#### WORK TO COMPLETE
Count how many lines in the rows below contain the word "name", and reply with only that number.

===

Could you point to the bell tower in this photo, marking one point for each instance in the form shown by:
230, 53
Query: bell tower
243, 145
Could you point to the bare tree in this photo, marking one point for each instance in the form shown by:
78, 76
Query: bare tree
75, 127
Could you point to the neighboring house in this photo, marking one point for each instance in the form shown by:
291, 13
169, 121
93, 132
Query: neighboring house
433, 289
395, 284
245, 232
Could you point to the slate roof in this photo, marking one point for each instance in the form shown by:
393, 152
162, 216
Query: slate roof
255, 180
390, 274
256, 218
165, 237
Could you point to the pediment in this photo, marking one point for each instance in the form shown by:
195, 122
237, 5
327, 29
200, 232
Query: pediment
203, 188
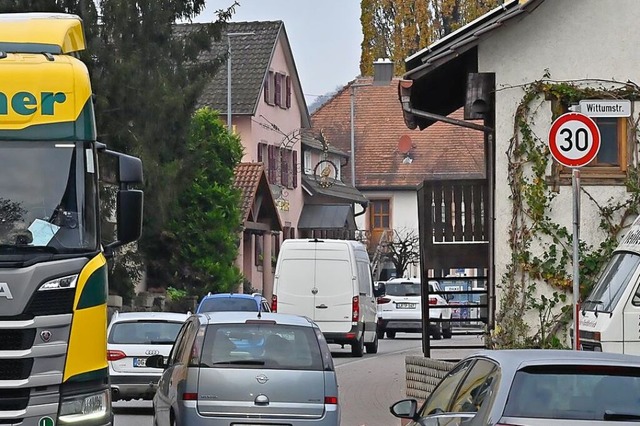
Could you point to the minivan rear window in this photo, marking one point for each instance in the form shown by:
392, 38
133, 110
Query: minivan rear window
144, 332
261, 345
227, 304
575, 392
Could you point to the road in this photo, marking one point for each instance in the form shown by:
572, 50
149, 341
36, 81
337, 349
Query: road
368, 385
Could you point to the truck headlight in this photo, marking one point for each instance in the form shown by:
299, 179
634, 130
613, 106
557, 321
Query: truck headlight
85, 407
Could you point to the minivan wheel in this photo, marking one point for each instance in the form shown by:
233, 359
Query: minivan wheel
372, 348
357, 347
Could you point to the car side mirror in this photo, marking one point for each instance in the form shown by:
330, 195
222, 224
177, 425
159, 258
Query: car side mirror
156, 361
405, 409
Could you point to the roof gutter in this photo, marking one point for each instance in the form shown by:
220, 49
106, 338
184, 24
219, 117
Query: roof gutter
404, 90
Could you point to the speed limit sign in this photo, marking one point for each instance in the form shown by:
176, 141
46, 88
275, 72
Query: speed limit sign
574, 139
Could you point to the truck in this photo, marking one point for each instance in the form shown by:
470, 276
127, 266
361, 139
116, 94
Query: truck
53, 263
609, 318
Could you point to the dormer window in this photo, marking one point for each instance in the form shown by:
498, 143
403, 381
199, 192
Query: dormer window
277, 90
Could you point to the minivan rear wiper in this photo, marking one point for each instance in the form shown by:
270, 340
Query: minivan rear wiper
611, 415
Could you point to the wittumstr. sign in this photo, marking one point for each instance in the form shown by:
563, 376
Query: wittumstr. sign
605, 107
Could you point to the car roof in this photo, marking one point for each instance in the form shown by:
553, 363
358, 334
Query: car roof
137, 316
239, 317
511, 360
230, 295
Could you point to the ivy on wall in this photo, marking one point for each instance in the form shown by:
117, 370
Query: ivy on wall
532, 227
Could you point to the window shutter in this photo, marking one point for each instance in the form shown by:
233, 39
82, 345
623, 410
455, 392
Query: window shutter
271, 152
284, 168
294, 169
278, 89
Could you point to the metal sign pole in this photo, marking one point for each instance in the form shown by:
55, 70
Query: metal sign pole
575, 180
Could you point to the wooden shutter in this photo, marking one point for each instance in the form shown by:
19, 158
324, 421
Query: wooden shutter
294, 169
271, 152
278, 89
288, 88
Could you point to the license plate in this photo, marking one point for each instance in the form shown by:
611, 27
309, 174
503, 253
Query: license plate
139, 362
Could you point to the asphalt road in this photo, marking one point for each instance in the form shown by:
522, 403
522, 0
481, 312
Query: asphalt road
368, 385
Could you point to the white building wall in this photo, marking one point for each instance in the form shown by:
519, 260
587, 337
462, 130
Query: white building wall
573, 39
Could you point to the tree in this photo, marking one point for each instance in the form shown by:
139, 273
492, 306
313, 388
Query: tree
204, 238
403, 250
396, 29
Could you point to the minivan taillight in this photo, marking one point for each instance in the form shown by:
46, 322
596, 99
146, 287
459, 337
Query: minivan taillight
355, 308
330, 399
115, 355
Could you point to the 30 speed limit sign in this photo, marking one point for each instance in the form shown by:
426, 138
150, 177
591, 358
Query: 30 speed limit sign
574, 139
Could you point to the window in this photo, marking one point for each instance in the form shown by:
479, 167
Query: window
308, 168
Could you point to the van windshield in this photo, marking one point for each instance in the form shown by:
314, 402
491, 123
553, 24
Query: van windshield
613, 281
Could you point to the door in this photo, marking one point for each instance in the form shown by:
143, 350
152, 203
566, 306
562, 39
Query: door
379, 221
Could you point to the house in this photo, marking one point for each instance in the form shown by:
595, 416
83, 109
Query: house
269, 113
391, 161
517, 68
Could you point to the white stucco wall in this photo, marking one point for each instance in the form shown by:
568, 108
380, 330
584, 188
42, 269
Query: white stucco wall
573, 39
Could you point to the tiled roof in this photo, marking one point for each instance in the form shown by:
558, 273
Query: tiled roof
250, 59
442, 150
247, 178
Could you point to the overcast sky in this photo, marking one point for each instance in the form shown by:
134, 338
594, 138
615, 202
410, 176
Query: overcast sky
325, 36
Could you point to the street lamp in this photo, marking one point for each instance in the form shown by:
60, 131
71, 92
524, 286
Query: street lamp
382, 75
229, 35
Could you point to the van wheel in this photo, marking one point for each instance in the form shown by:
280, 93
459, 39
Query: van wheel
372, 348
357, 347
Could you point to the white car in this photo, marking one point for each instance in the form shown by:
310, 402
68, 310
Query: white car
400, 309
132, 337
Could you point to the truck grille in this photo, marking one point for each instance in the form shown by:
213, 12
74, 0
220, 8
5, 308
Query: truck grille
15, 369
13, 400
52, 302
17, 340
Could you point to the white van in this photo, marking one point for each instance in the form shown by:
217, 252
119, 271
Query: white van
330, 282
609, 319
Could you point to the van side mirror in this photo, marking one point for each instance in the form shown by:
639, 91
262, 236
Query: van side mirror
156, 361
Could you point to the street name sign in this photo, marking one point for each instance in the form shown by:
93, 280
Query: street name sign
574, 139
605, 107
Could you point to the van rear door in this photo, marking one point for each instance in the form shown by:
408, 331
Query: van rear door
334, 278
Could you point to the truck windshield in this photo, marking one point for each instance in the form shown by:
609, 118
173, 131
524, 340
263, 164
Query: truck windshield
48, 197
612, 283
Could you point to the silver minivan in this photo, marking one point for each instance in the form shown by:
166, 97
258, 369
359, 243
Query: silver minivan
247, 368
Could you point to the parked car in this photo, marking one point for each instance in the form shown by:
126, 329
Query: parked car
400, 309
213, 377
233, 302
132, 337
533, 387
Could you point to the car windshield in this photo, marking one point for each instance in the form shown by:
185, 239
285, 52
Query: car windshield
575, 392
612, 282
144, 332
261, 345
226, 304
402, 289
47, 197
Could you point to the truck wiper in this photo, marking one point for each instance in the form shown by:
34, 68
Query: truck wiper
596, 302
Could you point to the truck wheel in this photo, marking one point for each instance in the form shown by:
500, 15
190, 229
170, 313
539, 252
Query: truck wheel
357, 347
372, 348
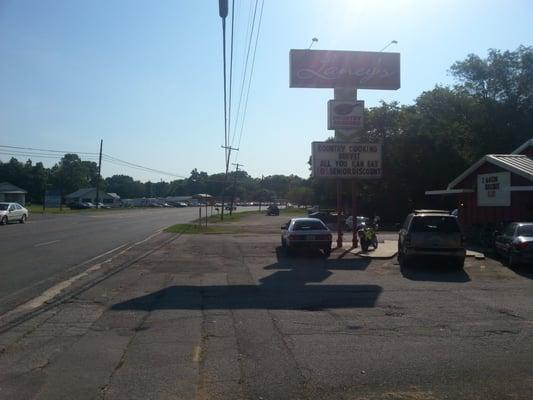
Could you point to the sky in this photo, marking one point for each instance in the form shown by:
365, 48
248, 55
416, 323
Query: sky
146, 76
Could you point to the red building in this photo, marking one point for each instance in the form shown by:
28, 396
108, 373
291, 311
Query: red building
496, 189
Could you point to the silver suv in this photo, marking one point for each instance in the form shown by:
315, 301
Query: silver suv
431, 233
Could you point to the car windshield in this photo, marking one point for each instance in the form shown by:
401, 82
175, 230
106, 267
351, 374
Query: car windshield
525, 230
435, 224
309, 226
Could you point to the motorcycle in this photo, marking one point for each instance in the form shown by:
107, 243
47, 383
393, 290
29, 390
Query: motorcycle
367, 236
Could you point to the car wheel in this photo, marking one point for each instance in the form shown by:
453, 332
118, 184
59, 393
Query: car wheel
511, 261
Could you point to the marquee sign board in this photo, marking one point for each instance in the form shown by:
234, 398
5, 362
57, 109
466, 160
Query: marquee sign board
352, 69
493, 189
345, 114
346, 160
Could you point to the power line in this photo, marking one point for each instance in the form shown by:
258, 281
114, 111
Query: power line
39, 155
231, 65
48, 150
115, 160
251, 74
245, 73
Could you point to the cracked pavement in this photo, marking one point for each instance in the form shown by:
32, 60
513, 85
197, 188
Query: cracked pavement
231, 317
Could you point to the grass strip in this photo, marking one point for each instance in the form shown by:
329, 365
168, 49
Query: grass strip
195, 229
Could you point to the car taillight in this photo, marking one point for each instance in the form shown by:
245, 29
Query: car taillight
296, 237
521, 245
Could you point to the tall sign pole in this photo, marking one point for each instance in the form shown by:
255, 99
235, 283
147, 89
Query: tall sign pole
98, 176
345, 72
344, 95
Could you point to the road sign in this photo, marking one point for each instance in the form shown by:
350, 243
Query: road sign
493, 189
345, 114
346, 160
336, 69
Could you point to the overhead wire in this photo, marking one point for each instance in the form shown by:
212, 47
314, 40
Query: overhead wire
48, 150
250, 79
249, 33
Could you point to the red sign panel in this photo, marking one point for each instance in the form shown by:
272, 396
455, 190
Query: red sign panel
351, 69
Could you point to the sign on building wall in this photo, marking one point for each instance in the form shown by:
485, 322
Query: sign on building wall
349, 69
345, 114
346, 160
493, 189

===

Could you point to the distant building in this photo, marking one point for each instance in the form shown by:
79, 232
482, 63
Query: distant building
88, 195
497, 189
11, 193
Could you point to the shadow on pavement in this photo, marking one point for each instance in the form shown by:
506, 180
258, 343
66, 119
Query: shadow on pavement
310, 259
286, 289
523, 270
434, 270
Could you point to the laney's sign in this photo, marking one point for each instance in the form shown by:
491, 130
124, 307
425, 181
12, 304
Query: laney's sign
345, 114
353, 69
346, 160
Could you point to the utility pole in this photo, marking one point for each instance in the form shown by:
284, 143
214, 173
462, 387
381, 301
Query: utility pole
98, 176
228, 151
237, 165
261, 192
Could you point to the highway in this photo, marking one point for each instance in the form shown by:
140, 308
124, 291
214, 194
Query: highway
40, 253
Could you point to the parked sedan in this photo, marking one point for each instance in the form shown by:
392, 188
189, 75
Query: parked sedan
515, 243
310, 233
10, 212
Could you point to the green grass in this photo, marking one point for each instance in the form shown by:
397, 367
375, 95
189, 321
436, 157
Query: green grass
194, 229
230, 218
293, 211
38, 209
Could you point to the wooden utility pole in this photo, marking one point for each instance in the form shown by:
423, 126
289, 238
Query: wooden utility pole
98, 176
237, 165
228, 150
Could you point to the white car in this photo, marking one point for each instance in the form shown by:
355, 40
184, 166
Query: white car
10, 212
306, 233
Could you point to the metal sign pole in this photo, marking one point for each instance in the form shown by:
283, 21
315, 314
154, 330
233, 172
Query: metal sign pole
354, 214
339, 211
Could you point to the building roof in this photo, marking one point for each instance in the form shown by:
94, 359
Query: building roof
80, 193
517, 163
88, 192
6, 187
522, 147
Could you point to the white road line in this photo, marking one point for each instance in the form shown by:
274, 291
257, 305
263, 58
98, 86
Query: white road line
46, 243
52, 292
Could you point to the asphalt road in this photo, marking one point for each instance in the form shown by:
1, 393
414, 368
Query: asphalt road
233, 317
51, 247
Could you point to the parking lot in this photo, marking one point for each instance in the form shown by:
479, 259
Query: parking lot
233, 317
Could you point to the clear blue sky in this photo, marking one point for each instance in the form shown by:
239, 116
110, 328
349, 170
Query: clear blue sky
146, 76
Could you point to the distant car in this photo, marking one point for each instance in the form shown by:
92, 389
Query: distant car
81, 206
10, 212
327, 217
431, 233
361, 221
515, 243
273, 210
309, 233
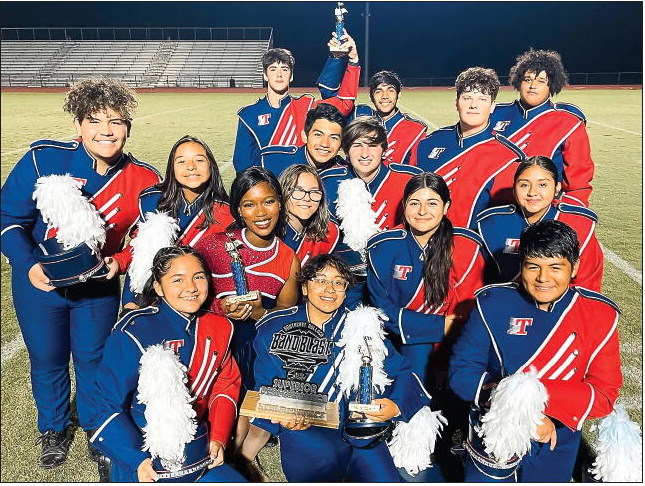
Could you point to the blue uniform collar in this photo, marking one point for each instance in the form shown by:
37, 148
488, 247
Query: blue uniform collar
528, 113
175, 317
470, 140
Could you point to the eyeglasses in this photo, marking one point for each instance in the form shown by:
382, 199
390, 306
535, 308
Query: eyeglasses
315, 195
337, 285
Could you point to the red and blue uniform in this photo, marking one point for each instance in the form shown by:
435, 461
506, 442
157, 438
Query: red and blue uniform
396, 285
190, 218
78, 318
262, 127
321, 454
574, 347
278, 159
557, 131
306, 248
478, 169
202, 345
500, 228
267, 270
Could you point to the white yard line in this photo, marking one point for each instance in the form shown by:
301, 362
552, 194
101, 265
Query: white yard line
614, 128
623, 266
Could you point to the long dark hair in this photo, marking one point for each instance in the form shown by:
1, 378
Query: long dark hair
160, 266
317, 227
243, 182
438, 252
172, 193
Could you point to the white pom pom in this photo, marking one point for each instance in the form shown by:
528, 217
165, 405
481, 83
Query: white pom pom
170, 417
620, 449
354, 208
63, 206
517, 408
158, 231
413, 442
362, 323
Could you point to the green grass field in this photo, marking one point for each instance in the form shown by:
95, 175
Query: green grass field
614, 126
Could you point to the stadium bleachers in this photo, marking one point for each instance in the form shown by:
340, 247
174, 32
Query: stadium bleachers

===

#### WRITTEN ANSWER
2